TASKS TO PERFORM
• A. In the excerpt on Empress Irene, to which island was Irene sent into banishment?
• B. Continue the excerpt on Empress Irene and Nicephorus from the point where it stops.

╭─ TEXT EXCERPT

A council of state was now convened, and it

was decreed that Constantine should be forever incapacitated for the throne by the loss

of his sight. His eyes were accordingly put

out, and Irene held undisputed sway for a

period of five years. The court became splendid under her patronage. The Empress was

driven in state through the city in her golden

chariot, drawn by four white horses, and attended by a band of patrician eunuchs. One of

these, the treasurer Nicephorus, treacherously

conspired against his benefactress, and was

himself secretly invested with the insignia of

Empire. His co-conspirators gained possession

of the palace, and Nicephorus was crowned in

the church of Saint Sophia. Irene was seized

and sent into banishment in the island of

Lesbos, where, reduced to penury and compelled to maintain here if by spinning, she

died within a year. The usurpation of Nicephorus was recognized by the Senate, and

the Isaurian dynasty was at an end.

The character of the new monarch was such

as to make him abhorred by the people. He

is represented as a hypocrite, ingrate, and miser; nor were these odious vices in any wise

redeemed by great talents or manly exploits.

╰─
╭─ DATA ENTRIES

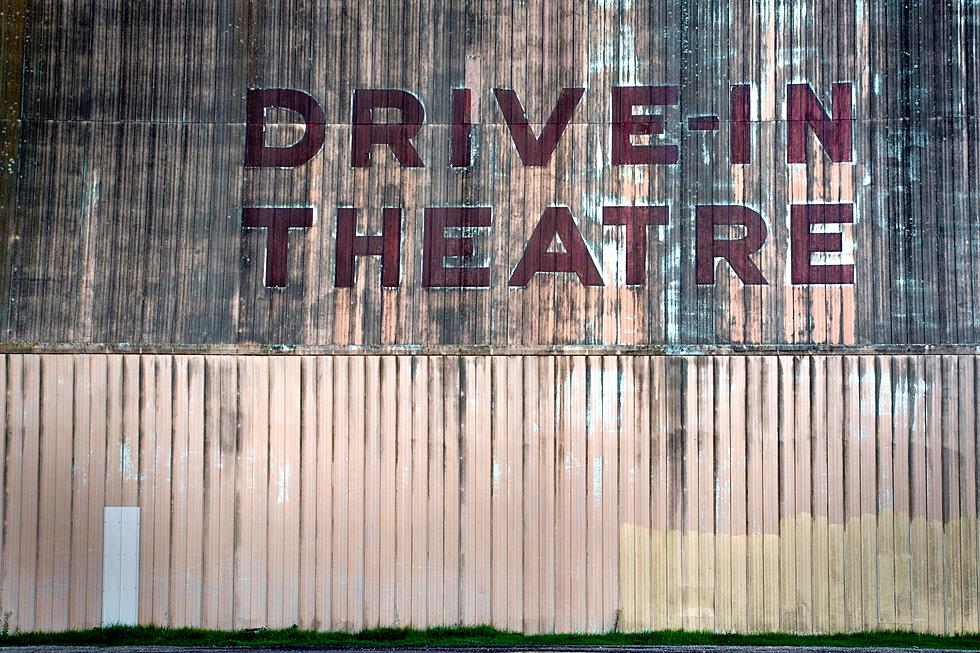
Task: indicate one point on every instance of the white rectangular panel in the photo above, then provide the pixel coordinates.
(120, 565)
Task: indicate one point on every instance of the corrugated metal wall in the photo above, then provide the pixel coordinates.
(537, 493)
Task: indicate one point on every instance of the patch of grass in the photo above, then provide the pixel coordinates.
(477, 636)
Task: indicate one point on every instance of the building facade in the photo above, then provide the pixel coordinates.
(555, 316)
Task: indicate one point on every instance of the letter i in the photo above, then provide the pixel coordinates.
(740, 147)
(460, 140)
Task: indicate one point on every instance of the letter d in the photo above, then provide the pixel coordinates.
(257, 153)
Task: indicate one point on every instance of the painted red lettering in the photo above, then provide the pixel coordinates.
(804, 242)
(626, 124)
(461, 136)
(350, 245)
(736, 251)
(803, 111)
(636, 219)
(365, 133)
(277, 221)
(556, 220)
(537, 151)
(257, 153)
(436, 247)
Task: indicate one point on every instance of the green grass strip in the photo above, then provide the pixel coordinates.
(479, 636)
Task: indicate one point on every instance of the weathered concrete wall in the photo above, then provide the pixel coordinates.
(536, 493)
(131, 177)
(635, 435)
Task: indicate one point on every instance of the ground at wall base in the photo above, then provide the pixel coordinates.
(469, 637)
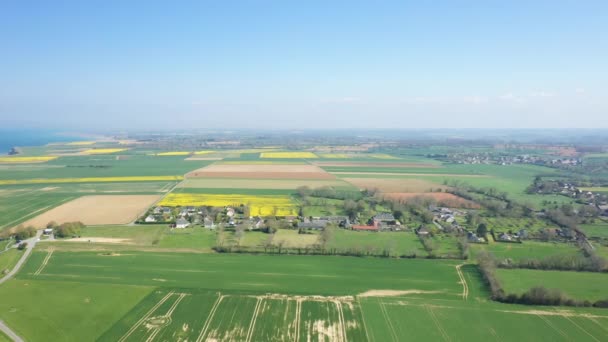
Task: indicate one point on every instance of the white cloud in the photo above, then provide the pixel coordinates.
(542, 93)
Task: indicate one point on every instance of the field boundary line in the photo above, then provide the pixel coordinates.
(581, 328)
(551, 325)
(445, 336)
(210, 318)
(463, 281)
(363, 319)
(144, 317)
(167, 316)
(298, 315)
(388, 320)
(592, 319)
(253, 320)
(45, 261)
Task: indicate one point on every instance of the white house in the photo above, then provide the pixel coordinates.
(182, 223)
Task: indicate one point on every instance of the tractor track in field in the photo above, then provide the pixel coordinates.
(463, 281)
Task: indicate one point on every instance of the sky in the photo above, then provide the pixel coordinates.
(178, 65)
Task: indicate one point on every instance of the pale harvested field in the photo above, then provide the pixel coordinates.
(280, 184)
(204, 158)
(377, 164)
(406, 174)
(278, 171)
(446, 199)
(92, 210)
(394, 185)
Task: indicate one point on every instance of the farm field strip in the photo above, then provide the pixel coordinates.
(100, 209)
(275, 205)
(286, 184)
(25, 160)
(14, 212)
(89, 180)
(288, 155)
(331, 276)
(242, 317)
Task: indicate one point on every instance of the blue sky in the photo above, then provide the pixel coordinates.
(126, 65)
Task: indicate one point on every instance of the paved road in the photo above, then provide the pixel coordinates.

╰─

OUTPUTS
• A. The island of Lesbos.

• B.
His reign of nine years was marked with disasters and humiliations. In a war with the

Saracens the army of the Empire was vanquished; and in a conflict which presently

ensued with the Bulgarians a still more ruinous defeat was inflicted. Nicephorus himself

was killed, and his son Stauracius received a

wound, of which he died after a reign of six

months. In the mean time his sister Procopia

had been married to Michael, who now

ascended the throne, and reigned for the brief

space of two years.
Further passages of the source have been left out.